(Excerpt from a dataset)

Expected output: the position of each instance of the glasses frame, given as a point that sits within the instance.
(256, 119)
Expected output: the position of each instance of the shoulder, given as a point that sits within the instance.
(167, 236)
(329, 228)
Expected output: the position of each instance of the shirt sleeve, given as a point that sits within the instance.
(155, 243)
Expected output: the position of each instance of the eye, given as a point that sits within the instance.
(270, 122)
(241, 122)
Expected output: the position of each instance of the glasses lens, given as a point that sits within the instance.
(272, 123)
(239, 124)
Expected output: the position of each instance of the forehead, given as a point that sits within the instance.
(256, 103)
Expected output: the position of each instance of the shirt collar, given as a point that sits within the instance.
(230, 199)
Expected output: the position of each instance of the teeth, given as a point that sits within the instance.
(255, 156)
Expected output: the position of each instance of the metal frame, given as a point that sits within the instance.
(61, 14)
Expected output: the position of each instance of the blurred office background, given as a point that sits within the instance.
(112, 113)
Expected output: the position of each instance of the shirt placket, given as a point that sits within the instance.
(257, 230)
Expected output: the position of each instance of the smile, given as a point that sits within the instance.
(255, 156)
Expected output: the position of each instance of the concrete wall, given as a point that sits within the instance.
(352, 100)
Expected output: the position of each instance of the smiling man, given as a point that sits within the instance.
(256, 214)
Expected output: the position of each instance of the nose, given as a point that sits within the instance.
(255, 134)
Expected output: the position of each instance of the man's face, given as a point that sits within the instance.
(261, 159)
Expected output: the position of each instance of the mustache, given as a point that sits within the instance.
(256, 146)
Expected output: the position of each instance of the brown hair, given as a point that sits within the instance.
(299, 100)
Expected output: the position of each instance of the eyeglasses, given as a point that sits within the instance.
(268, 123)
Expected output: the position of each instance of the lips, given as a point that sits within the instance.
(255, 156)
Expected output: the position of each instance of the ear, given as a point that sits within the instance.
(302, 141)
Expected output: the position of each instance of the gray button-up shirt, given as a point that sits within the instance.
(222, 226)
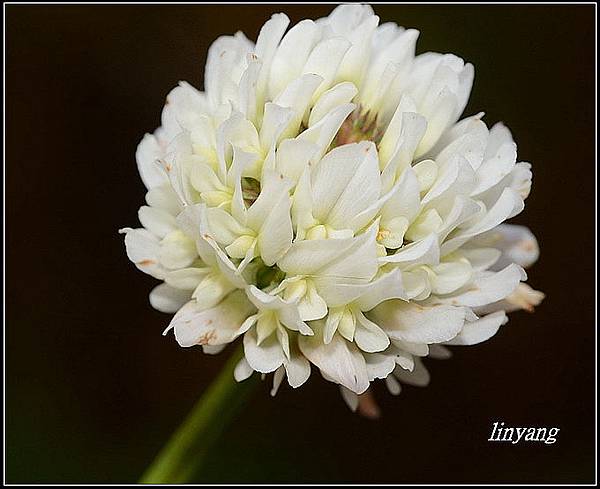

• WRITTEN TASK
Please list everything from the line containing "Expected output: the position of each instance of the ear, given" down to the end of the records as a numbered list, leaving out blank lines and any pictures.

• ANSWER TO THE EXERCISE
1. Expected output: the position of each instance of the ear, given as a point that sits within the instance.
2. (302, 141)
3. Expected output: the position of each instance of the gray button-up shirt, given as a point that sits within the instance.
4. (222, 226)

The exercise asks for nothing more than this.